Linux permission is unique and interesting. To change Linux permission for a file or a folder, user needs to understand the basic concept of the permission. Linux has two basic permission types; file ownership and file permission. Let's see with an example:



luzar@ubuntu:~$ ls -l /root/
total 4
drwxr-xr-x 2 luzar luzar 4096 2008-10-20 06:05 folder
luzar@ubuntu:~$

From the example, we can see that the folder (blue) has ownership (green) and permission (red) highlighted. First let's look at the ownership. Linux has two ownerships, Owner and Group. As we can see from the example, the folder's owner is luzar and the folder's group is also luzar.

As you can see in the example, the Linux permission contains several characters. It looks complicated, but actually it's not. The basic is simple:

[d] [rwx] [r-x] [r-x]

The Linux permission basically is a combination of three permission types for three different groups.

Data listing
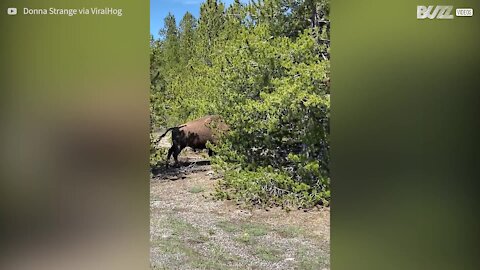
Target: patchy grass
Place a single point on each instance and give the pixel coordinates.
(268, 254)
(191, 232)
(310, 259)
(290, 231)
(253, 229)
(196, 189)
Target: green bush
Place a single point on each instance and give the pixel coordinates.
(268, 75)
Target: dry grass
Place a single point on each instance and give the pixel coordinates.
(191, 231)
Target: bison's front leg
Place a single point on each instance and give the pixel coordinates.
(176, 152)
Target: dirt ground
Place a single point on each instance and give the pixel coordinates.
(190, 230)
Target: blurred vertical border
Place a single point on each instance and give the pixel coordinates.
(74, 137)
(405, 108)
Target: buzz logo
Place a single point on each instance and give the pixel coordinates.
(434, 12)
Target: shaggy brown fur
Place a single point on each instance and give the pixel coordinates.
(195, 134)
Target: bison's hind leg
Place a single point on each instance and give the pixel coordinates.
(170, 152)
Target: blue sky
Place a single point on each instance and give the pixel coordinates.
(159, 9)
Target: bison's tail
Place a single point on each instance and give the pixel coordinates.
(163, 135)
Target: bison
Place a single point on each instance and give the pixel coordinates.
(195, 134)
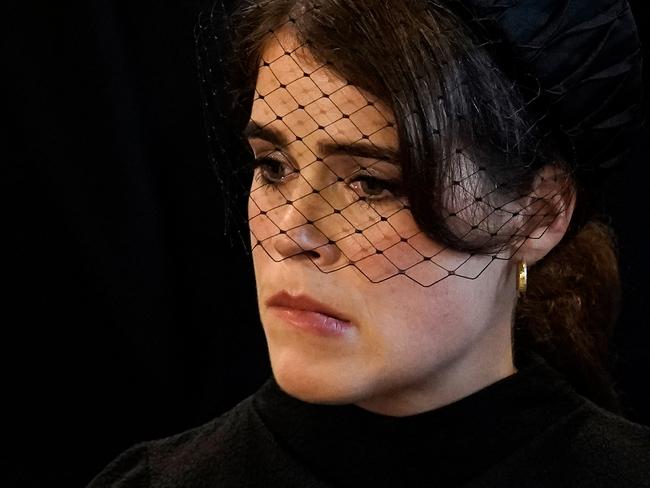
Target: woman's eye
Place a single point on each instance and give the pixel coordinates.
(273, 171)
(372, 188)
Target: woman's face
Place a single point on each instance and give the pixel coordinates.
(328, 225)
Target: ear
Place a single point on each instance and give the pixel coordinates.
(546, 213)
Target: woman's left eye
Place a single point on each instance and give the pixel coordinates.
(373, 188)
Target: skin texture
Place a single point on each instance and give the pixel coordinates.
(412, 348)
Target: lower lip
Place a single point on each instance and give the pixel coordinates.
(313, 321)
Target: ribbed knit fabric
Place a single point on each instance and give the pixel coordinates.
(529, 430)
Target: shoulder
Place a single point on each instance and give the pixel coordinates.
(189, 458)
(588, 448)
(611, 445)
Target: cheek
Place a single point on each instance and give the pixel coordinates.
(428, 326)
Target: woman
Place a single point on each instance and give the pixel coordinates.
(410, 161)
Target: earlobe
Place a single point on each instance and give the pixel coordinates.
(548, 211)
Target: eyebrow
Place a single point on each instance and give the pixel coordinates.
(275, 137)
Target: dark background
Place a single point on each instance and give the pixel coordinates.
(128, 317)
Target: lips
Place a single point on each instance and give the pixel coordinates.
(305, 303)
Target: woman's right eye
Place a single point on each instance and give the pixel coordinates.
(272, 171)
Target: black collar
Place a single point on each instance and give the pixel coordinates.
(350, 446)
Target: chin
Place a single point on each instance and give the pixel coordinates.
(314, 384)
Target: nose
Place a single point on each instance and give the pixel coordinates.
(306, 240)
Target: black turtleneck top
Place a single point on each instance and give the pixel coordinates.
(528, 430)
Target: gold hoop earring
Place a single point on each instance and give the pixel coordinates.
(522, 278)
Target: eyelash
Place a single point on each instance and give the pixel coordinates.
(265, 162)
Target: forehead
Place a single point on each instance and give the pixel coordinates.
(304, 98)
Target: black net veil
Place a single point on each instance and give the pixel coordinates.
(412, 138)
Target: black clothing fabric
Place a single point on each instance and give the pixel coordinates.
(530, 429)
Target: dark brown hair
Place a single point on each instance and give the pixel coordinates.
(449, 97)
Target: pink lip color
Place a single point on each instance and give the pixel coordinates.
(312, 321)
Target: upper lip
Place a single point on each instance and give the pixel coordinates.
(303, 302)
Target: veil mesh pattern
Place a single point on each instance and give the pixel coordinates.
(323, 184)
==
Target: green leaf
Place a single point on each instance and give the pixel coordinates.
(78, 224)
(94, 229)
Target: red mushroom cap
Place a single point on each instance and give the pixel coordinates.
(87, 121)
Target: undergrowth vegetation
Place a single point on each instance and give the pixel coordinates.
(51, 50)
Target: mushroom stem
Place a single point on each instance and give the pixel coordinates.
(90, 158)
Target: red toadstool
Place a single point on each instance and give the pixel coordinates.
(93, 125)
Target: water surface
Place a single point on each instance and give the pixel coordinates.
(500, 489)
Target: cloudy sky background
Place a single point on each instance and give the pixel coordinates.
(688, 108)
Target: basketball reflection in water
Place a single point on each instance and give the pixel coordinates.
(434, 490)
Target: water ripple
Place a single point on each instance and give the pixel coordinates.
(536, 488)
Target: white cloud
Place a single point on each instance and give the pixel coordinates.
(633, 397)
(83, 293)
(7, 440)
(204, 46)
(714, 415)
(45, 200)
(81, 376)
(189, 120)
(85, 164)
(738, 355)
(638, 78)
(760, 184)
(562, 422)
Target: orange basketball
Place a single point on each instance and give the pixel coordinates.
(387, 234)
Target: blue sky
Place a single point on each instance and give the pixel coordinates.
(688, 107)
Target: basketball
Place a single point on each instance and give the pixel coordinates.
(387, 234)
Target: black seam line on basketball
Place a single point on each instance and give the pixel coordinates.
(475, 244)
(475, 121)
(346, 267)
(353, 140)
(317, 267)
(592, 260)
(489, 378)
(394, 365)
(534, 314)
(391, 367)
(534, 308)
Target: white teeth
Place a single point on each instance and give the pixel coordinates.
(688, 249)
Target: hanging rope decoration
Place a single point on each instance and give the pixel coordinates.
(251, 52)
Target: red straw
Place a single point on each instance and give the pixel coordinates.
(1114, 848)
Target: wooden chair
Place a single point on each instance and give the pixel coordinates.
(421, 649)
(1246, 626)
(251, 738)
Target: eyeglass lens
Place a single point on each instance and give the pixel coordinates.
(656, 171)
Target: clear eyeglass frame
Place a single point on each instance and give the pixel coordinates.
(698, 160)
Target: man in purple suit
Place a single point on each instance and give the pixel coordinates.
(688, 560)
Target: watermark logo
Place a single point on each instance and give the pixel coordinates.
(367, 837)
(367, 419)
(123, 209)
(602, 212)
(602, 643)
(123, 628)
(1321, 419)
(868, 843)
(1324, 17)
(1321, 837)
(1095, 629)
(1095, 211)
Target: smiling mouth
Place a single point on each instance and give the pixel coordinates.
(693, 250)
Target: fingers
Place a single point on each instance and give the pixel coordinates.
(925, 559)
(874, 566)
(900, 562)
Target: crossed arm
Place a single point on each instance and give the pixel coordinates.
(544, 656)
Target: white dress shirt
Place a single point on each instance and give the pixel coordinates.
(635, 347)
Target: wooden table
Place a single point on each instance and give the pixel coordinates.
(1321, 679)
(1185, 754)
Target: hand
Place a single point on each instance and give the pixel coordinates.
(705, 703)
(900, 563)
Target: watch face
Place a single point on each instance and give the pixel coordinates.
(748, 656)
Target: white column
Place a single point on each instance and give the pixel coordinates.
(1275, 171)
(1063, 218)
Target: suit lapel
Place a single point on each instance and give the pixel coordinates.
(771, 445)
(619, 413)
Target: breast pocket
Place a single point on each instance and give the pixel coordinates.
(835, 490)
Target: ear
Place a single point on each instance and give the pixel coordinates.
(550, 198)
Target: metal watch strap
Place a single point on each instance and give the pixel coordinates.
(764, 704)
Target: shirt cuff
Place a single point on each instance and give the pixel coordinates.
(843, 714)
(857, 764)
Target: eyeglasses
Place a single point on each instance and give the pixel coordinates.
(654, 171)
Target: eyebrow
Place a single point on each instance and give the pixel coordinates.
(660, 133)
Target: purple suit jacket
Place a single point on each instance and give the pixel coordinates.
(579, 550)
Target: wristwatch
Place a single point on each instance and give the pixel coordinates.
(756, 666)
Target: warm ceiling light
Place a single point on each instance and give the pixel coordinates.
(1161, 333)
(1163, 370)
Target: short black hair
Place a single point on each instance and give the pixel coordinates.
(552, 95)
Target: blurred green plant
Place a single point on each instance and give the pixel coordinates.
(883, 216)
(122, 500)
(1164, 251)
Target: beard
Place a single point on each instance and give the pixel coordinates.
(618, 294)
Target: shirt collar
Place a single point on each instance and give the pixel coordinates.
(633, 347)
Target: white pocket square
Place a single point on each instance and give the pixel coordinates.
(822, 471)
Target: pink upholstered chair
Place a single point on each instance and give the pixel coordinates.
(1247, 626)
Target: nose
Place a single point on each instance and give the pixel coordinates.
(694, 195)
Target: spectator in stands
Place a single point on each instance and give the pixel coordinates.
==
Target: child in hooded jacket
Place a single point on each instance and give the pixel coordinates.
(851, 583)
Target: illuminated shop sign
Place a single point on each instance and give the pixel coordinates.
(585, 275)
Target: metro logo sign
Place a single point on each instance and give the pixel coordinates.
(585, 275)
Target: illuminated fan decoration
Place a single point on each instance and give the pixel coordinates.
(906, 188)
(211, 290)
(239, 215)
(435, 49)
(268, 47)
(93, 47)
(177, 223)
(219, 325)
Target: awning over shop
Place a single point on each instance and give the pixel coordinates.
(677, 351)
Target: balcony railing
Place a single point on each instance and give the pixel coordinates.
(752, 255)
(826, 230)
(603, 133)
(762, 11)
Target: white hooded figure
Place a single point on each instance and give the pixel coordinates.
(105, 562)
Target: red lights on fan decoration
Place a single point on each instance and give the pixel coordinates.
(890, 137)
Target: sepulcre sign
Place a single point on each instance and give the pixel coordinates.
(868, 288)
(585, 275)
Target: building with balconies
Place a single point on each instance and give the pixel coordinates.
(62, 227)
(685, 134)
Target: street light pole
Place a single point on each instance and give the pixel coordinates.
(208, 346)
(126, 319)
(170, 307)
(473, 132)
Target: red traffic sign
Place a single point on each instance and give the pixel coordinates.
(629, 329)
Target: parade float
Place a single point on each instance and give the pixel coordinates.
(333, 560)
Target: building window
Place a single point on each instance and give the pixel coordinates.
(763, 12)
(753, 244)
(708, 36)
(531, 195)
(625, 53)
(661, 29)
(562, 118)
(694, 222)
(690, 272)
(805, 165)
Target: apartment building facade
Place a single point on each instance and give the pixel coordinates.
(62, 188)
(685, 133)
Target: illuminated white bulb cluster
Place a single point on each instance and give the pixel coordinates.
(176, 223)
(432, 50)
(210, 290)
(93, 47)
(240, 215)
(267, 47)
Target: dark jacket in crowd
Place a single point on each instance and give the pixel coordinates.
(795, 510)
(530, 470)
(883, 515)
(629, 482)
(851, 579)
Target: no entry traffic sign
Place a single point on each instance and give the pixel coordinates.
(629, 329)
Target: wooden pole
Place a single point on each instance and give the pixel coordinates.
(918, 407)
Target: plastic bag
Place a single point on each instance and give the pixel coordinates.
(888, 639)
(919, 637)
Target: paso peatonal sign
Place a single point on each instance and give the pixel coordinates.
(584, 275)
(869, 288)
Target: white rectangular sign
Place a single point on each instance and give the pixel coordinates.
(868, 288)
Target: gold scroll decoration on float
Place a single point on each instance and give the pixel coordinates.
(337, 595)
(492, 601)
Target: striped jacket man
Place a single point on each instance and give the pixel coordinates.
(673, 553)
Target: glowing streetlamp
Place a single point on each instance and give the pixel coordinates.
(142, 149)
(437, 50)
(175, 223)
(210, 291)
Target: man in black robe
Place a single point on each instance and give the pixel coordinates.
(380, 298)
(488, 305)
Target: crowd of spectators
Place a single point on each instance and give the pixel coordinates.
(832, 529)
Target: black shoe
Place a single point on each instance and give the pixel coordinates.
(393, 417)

Task to carry out
Answer these questions using the Linux permissions excerpt:
(a) What are the two basic permission types in Linux?
(b) Who are the owner and the group of the folder in the example?
(c) What does the excerpt say Linux permission basically is?

Response to the exercise
(a) File ownership and file permission.
(b) The owner is luzar, and the group is also luzar.
(c) A combination of three permission types for three different groups.